**COMPITI DA SVOLGERE**
[1] Traduca in inglese questa frase del documento sui batteri che decompongono il petrolio nel Golfo del Messico: «Generalmente questi microbi si nutrono del petrolio rilasciato (in quantità modeste, ovviamente) dalle navi e dalle piccole fuoriuscite delle trivellazioni.»
[2] Riprenda il documento sui batteri che decompongono il petrolio nel Golfo del Messico e lo prosegua a partire dal punto in cui si interrompe.

**DOCUMENTO DI PARTENZA**
+ + +

E’ riposta nei microrganismi la speranza di veder scomparire in tempi ragionevoli l’enorme chiazza di petrolio generata dal disastro della Deepwater Horizon, nel Golfo del Messico. Secondo quanto afferma la rivista Scientific American, l’ecosistema marino del Golfo è in grado di assorbire il colpo e di ritrovare l’equilibrio grazie alla presenza massiccia di batteri in grado di decomporre le molecole di petrolio.
Secondo gli scienziati intervistati da SA, i microbi che si nutrono di idrocarburi, come l’Alcanivorax borkumensis, sono in grado di ripulire letteralmente le acque del Golfo, come accaduto nell’incidente della Exxon Valdez in Alaska qualche anno fa. Generalmente questi microbi si nutrono del petrolio rilasciato (in quantità modeste, ovviamente) dalle navi e dalle piccole fuoriuscite delle trivellazioni. Di fronte a una quantità enorme di petrolio, la popolazione di microbi si moltiplicherà in brevissimo tempo, velocizzandosi da sola.

+ + +

Dati di puntamento tramite espressioni referenziali
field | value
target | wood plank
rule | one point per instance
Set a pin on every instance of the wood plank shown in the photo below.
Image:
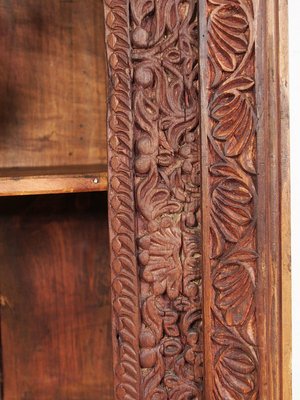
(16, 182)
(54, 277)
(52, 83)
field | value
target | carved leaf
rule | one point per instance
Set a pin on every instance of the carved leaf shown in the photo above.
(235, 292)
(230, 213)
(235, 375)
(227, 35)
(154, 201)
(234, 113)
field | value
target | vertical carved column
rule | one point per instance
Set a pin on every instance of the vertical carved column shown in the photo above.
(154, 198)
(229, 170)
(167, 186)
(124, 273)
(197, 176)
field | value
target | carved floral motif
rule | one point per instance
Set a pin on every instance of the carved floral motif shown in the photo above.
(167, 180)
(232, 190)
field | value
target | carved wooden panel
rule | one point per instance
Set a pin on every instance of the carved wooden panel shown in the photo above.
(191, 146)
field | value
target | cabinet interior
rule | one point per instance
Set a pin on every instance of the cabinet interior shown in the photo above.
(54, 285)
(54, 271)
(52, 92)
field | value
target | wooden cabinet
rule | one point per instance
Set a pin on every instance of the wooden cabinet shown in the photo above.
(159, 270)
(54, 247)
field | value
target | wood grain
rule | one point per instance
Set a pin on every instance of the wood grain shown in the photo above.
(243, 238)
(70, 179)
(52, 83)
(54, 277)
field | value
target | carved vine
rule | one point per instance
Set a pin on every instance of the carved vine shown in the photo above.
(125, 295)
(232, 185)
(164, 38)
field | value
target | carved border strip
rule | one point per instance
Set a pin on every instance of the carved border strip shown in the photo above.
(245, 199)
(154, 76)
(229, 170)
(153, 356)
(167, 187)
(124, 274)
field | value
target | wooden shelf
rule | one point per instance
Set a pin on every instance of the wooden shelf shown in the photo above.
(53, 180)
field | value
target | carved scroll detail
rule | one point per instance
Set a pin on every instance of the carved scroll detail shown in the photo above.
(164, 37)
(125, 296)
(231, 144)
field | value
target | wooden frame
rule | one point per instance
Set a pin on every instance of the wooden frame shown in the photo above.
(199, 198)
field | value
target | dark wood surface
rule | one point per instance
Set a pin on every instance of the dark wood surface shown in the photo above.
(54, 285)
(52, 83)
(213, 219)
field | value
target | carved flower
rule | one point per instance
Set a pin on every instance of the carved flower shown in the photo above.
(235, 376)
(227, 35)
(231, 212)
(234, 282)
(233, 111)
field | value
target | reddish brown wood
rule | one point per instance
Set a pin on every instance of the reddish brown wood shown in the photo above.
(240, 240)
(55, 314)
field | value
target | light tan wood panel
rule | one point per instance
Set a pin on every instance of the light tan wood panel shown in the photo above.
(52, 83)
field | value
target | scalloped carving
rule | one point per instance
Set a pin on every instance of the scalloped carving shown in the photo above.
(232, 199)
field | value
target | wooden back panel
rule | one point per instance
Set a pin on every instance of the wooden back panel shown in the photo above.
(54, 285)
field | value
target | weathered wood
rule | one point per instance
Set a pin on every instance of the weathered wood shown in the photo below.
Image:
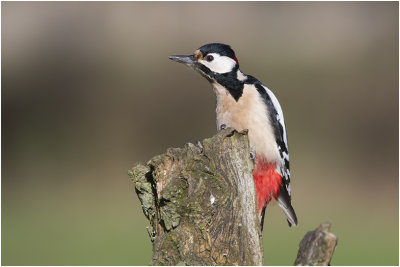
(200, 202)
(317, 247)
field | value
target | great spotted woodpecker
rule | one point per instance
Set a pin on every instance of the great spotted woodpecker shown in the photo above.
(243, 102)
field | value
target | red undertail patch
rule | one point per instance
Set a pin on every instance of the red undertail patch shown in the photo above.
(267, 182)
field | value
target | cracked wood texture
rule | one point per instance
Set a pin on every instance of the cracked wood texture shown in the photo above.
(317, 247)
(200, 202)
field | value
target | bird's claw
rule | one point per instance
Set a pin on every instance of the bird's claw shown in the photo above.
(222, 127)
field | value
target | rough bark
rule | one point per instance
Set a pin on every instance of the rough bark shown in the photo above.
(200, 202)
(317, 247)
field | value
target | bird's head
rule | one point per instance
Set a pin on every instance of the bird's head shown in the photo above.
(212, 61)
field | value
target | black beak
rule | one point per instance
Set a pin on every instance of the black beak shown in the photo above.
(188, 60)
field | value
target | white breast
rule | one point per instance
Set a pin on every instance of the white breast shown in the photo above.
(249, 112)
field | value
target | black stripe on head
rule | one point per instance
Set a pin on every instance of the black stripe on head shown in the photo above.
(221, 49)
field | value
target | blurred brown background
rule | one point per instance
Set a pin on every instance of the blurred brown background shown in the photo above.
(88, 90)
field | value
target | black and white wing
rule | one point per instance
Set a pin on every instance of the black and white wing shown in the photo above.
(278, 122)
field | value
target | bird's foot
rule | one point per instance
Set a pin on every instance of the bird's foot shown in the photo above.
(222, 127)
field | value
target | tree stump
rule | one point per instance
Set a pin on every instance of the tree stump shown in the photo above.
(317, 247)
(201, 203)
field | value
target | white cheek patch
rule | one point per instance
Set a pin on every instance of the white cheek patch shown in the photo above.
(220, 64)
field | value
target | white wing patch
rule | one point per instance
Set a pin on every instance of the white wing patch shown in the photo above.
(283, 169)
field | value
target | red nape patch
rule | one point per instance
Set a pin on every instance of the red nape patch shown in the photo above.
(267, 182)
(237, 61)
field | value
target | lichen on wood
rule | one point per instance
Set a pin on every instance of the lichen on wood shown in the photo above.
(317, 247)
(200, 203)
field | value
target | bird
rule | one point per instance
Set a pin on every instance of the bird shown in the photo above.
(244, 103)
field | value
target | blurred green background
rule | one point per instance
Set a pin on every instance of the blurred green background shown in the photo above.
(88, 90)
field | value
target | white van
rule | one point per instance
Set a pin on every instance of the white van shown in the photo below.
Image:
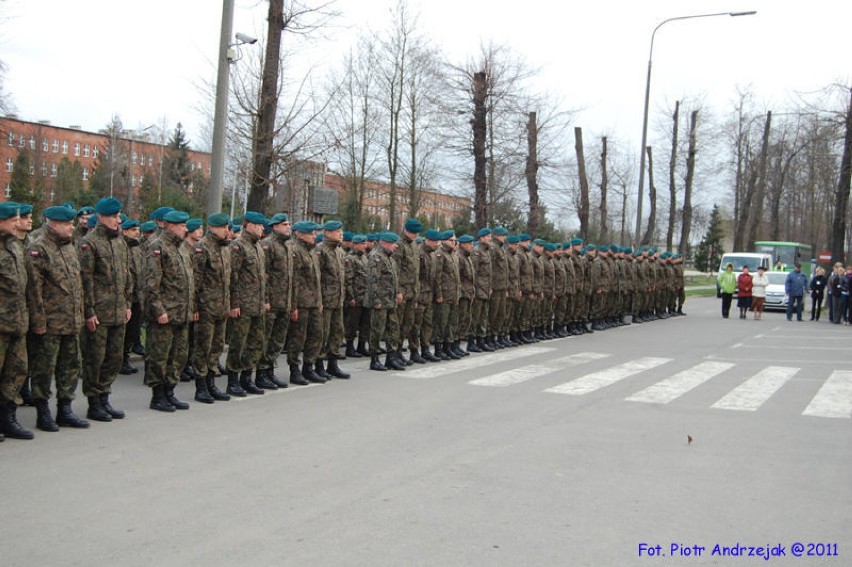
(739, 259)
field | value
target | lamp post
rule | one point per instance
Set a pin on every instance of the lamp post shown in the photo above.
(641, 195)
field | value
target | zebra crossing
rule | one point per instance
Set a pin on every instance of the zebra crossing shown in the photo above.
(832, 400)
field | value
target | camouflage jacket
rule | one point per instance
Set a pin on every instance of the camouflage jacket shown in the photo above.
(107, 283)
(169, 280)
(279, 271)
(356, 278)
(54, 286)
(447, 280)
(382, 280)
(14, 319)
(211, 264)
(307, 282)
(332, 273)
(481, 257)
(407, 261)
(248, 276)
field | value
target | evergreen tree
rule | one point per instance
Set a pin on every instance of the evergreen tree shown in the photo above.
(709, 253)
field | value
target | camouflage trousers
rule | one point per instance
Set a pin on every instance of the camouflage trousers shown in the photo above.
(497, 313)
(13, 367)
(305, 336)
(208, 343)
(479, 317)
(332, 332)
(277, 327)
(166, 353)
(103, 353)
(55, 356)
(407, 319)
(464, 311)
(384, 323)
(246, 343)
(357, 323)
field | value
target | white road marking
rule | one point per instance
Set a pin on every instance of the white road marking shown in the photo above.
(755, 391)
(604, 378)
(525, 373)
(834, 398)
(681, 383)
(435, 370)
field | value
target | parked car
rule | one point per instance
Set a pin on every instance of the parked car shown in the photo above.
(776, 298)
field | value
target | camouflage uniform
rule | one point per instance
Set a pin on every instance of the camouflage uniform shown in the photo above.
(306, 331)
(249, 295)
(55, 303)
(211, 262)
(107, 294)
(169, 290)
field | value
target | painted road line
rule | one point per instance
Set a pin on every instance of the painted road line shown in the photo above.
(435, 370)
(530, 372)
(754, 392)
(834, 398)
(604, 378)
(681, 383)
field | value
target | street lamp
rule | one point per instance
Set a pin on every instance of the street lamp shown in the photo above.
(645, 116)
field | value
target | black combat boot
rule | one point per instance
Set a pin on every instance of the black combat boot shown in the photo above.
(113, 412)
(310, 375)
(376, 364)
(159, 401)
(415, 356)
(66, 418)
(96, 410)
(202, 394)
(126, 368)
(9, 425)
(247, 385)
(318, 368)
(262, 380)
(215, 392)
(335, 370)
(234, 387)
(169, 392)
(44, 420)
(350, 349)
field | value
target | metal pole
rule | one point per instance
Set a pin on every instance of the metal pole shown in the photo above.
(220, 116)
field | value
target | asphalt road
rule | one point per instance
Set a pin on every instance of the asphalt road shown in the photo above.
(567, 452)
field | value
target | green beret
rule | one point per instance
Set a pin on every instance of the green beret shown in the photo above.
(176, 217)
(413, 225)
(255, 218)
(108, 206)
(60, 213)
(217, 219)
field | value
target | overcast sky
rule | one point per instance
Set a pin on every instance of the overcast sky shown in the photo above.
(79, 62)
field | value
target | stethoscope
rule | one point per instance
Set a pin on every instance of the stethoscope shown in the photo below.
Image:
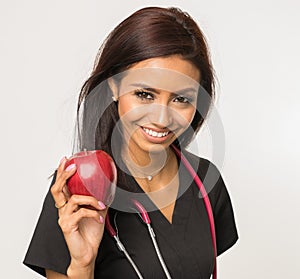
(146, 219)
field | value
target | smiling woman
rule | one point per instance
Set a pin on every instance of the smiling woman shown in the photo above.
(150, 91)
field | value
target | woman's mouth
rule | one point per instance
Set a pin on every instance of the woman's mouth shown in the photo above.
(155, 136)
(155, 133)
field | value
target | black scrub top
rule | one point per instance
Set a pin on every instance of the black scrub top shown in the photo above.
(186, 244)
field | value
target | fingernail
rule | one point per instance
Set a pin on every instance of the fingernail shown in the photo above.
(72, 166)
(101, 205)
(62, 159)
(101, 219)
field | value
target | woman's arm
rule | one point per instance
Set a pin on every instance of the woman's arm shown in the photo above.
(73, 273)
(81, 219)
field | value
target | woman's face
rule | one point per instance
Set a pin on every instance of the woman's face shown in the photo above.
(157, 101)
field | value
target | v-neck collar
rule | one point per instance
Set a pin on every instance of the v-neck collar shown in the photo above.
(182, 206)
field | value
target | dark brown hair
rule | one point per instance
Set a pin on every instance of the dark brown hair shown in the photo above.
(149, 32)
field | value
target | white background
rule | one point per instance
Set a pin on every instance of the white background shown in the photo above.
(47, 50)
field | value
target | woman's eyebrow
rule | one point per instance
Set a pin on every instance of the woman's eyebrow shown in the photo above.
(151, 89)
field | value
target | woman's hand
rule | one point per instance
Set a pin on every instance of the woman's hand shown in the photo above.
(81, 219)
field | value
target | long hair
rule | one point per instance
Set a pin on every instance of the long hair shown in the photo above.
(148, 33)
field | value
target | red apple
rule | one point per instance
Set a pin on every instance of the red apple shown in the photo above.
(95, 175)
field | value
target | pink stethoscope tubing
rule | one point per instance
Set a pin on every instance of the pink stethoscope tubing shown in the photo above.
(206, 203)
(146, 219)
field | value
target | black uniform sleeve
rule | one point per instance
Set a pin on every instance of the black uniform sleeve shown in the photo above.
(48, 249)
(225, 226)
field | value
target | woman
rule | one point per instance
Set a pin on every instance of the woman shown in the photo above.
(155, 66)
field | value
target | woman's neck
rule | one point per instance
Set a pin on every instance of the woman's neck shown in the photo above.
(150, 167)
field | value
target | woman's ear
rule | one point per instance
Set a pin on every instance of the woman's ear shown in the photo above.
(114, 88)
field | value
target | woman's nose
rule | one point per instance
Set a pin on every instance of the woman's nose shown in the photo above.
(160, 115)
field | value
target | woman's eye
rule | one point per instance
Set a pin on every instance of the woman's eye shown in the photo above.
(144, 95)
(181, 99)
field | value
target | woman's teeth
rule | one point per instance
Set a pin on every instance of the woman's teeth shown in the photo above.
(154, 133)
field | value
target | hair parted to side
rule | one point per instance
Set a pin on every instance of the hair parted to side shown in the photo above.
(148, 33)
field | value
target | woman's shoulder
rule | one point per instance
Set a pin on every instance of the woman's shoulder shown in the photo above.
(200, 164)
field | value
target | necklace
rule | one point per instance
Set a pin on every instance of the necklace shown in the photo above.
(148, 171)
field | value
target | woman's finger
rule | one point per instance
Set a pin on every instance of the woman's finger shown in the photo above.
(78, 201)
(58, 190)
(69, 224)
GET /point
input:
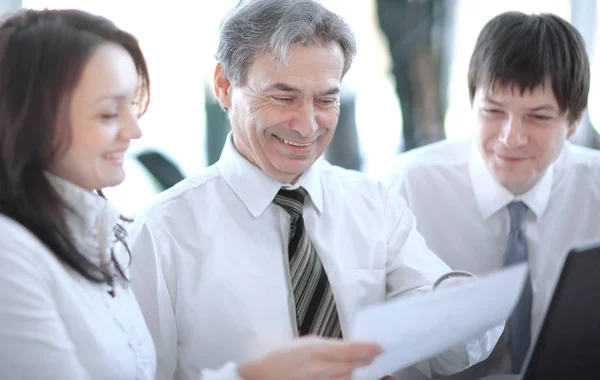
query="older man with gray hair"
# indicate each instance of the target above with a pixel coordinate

+ + +

**RISULTATI DELL'ESERCIZIO**
[1] Generally, these microbes feed on the oil released (in modest quantities, of course) by ships and by small leaks from drilling operations.

[2]
Per quanto però l’ecosistema possa far fronte da solo all’emergenza, i danni biologici della falla saranno comunque gravissimi. Inoltre, non è dato sapere quanto tempo servirà per veder scomparire il petrolio dall’acqua: potrebbe volerci relativamente poco per le chiazze in superficie, visto che i batteri agiscono meglio ad alte temperature e a basse pressioni, mentre per quelle in profondità il processo potrebbe richiedere molti anni.
Gli scienziati stanno anche pensando di introdurre nell’ecosistema microbi geneticamente modificati, per velocizzare il processo. Ques’ipotesi sembra però impraticabile per l’impossibilità di prevedere come la complessa comunità di microrganismi reagirebbe all’intervento esterno. L’unico modo per facilitare il compito dei batteri resta dunque quello di disperdere nelle aree inquinate agenti chimici in grado di scomporre le gocce di petrolio in goccioline finissime, più semplici da attaccare per gli “spazzini del mare”.